- GIVEN INSTRUCTION -
Copy the records below, keeping every line exactly the same.

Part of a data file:

[Start]

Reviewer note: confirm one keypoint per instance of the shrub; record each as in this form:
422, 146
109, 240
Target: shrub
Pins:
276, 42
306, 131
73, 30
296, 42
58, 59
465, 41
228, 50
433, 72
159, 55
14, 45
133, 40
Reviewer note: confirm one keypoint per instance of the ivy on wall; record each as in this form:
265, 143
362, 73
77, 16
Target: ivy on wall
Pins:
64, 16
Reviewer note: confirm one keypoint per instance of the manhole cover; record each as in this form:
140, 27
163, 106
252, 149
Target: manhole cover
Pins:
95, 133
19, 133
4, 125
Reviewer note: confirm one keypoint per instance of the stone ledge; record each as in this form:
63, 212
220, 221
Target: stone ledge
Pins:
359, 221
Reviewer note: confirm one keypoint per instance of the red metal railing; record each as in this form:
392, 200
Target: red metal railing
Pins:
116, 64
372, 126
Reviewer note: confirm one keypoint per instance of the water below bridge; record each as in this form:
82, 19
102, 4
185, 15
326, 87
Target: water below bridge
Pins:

[End]

- OUTPUT OF THE EXERCISE -
Reviewer note: confirm one keypoint per instance of the shrub; record each as in this form:
422, 146
109, 240
Target: shrub
Pins:
276, 42
306, 131
73, 30
296, 42
58, 59
465, 41
228, 50
433, 72
159, 55
14, 45
133, 40
Reviewer note: confirm one keypoint per instance of the ivy on wall; record each as in this form:
265, 143
362, 73
77, 16
Target: ivy on wall
Pins:
64, 16
Reviewer note: confirm one keypoint per instance of the manhole cover; record each as in this form:
140, 27
163, 106
252, 149
Target: manhole cover
Pins:
95, 133
19, 133
4, 125
Reviewer note: confirm one keypoint per instance of the stone ledge; record each as in this form:
63, 212
220, 221
Target: stone ledge
Pins:
359, 221
Reviewer note: confirm one keypoint per instance of the red metal railing; record each as in this form:
392, 200
Target: red metal railing
Pins:
116, 64
372, 126
Reviewer note: confirm one keypoint per instance of the water below bridge; record each as in this form:
82, 19
102, 4
185, 15
326, 87
Target: water below bridge
Pins:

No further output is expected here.